Starting at the line that contains "Spot the white round", reproduce every line through the end of the entries below, with no pictures in the copy.

Image point grounding data:
.....

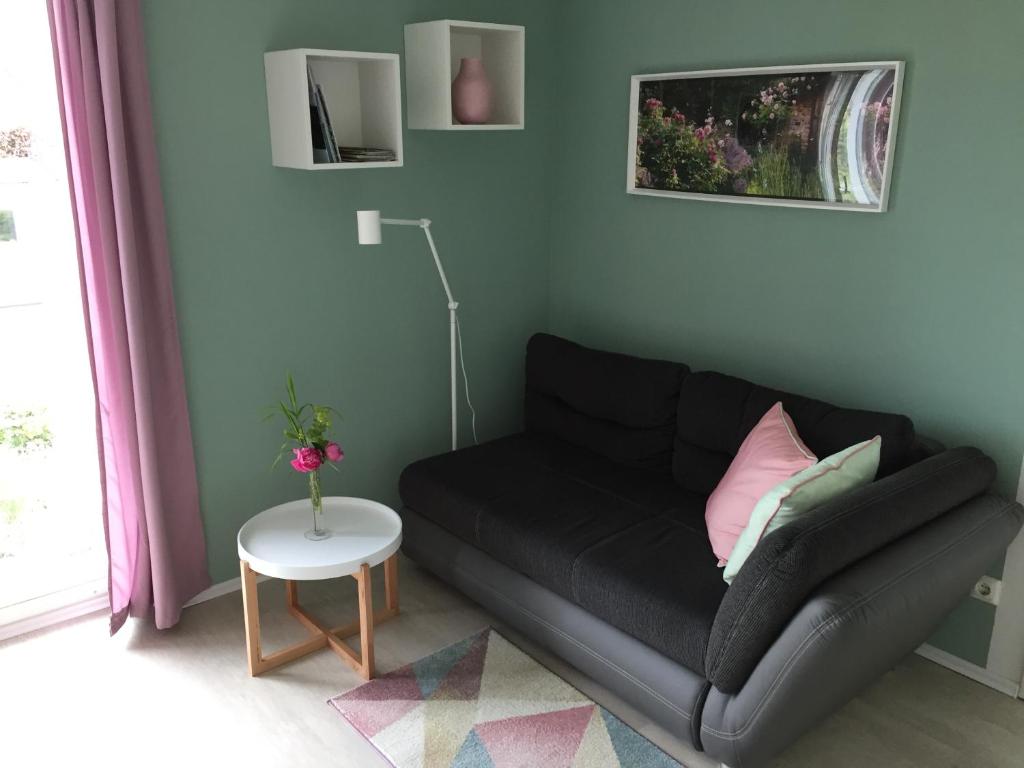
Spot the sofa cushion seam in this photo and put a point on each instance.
(590, 651)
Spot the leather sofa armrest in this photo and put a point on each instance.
(854, 628)
(788, 564)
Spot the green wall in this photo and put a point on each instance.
(915, 310)
(268, 278)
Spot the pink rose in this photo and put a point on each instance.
(306, 460)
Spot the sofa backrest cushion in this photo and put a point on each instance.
(791, 562)
(621, 407)
(717, 412)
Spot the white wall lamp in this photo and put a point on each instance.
(369, 224)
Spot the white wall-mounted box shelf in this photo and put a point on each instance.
(363, 92)
(433, 52)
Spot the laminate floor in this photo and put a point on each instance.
(74, 696)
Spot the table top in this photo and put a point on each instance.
(273, 542)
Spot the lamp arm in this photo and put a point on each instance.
(424, 224)
(453, 304)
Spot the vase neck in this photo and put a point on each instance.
(471, 66)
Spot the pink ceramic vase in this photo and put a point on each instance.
(471, 93)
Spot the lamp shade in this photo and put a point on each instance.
(369, 224)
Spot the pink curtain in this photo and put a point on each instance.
(151, 501)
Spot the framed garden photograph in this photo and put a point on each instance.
(814, 136)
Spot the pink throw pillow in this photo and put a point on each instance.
(772, 453)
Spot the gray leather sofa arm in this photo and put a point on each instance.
(854, 628)
(792, 562)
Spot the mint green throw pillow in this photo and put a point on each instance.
(804, 492)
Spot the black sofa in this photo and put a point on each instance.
(586, 531)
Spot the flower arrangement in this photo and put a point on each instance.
(675, 154)
(306, 430)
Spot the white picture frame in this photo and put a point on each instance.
(837, 93)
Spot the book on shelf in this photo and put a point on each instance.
(325, 147)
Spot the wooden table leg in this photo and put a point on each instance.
(250, 605)
(366, 621)
(391, 584)
(323, 636)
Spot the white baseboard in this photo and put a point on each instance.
(220, 589)
(973, 671)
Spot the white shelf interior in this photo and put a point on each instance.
(433, 54)
(363, 93)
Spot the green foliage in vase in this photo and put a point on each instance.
(25, 432)
(306, 432)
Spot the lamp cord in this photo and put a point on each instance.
(465, 380)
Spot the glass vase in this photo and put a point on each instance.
(317, 532)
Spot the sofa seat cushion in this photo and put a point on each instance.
(657, 581)
(536, 503)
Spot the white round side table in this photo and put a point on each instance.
(364, 534)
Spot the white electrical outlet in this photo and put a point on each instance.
(987, 590)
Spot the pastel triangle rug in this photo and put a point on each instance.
(482, 702)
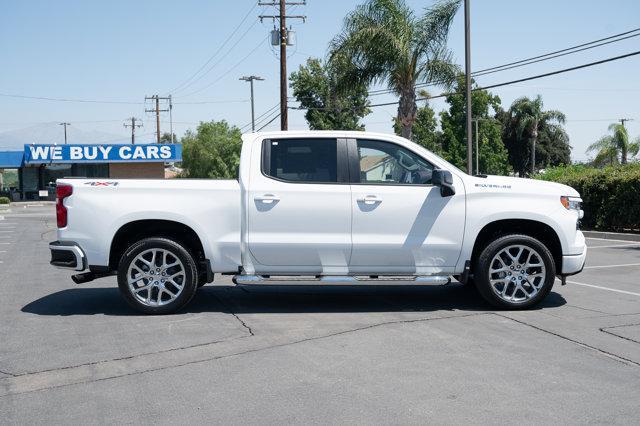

.....

> [Answer to the exercise]:
Spot the white round side table in this photo and put a point on each instance.
(364, 534)
Spot the white electrical outlet in this photo and put a point on each instance.
(987, 590)
Spot the pastel triangle rug in this photo and put a point on each instance.
(482, 702)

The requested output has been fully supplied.